---------- TRECHO ----------
"Ser de esquerda, hoje, é afirmar um compromisso inegociável com as liberdades democráticas e a defesa dos direitos fundamentais. Em um mundo onde forças conservadoras muitas vezes ameaçam reverter conquistas sociais e políticas, o papel da esquerda é garantir que esses direitos não sejam apenas mantidos, mas também ampliados. Isso inclui uma luta contínua contra as desigualdades que o capitalismo reforça, especialmente a ideia de igualdade apenas no ponto de partida."
Texto de João Antonio da Silva Filho
O debate entre esquerda e direita, que já existia no século XIX, alcançou uma dimensão ainda mais intensa no século XXI. Nunca antes na história humana essas categorias políticas foram tão discutidas e polarizadas, com cada lado reivindicando o monopólio sobre a verdade moral e econômica. Embora as ideias de esquerda e direita tenham suas raízes em tradições filosóficas e políticas distintas, a atualidade trouxe novas nuances e complexidades ao debate, com o mundo testemunhando uma fragmentação política global que desafia as fronteiras tradicionais dessas ideologias.
No período pós-Segunda Guerra Mundial, ser de direita era muitas vezes associado ao nazifascismo, uma mancha histórica difícil de ser apagada. O impacto devastador do nazismo e do fascismo, ideologias de extrema-direita que promoveram genocídios e guerras devastadoras, tornou o termo "direita" algo que poucos queriam assumir. A direita, associada ao conservadorismo e ao nacionalismo autoritário, precisou se reinventar após 1945 para se dissociar desse passado sombrio, ao passo que a esquerda parecia encarnar a resistência ao totalitarismo de direita.
----------
EXERCÍCIO PROPOSTO 1:
Diga se cada afirmação concorda com o trecho, respondendo sim ou não e citando as palavras decisivas: (a) o debate entre esquerda e direita surgiu no século XXI; (b) após 1945 a direita precisou se reinventar; (c) no pós-guerra, ser de esquerda era associado ao nazifascismo.
---------- LINHAS DE ENTRADA ----------
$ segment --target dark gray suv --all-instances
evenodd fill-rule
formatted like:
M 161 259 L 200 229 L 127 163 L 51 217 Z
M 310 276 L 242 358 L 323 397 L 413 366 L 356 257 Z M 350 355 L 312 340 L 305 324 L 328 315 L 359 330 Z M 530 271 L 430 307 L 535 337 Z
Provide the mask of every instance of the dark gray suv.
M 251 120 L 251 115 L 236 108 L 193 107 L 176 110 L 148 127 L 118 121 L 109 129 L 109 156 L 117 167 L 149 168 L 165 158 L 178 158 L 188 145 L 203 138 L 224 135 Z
----------
---------- LINHAS DE ENTRADA ----------
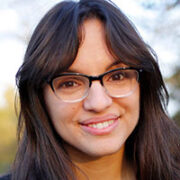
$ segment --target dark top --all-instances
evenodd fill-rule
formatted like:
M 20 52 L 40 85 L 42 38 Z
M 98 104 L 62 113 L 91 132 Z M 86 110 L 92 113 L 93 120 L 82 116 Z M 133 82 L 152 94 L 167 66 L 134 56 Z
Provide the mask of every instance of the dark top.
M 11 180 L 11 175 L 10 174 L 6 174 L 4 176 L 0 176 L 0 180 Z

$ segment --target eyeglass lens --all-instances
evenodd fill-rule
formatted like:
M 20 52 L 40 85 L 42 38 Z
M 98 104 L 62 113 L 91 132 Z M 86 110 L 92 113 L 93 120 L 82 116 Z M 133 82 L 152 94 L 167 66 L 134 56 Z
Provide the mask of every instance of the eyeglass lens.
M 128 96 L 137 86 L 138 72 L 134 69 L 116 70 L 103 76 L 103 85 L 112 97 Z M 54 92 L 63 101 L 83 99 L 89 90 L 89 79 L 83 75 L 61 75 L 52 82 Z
----------
EXERCÍCIO PROPOSTO 2:
Apresente em lista numerada as linhas da listagem entre a que contém "dark top --all-instances" e a que contém "M 11 180 L 11", inclusive, deixando de fora as linhas em branco.

RESULTADO DO EXERCÍCIO 1:
(a) Não: "que já existia no século XIX".
(b) Sim: "precisou se reinventar após 1945 para se dissociar desse passado sombrio".
(c) Não: "ser de direita era muitas vezes associado ao nazifascismo".

RESULTADO DO EXERCÍCIO 2:
1. $ segment --target dark top --all-instances
2. evenodd fill-rule
3. formatted like:
4. M 20 52 L 40 85 L 42 38 Z
5. M 98 104 L 62 113 L 91 132 Z M 86 110 L 92 113 L 93 120 L 82 116 Z M 133 82 L 152 94 L 167 66 L 134 56 Z
6. Provide the mask of every instance of the dark top.
7. M 11 180 L 11 175 L 10 174 L 6 174 L 4 176 L 0 176 L 0 180 Z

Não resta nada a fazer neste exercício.